[begin INPUT]
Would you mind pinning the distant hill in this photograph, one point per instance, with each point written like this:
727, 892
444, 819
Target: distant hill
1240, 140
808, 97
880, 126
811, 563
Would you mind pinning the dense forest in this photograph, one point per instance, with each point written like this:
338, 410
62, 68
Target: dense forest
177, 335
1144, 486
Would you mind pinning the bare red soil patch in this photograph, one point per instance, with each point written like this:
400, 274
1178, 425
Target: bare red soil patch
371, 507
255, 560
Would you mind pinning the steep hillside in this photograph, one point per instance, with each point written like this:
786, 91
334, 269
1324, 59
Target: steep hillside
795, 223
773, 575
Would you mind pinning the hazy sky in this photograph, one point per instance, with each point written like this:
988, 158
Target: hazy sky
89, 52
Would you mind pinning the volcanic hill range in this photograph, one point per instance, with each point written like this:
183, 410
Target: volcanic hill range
[end INPUT]
§ WHAT IS BEING ASKED: Lay out every line of the material above as a JSON list of strings, one string per line, leaving out blank lines.

§ ANSWER TO THIS TASK:
[
  "Would you mind pinning the distant hill in this photograph, one point per instance, with each point written like this:",
  "727, 892",
  "444, 819",
  "Target: distant hill",
  "1240, 140",
  "808, 97",
  "880, 126",
  "811, 563",
  "Would you mind pinning the dense forest in this photograph, one point per instance, with each point written like this:",
  "338, 410",
  "62, 68",
  "Target: dense forest",
  "177, 335",
  "1144, 486",
  "Would you mind pinning the bare red soil patch in this photograph, one point per instance, with each point written like this:",
  "400, 274",
  "1178, 425",
  "Target: bare red soil patch",
  "371, 507",
  "255, 560",
  "Would you mind pinning the steep hillside in this photograph, one point per instance, with each point written like this:",
  "786, 91",
  "334, 269",
  "1324, 59",
  "Target: steep hillside",
  "795, 223",
  "773, 575",
  "Would you mind pinning the hazy sky in this photograph, one point per instance, with each point written like this:",
  "988, 158",
  "Target: hazy sky",
  "89, 52",
  "Would you mind pinning the volcanic hill range in this photograph, one point per instance, with each point written like this:",
  "183, 410",
  "Target: volcanic hill range"
]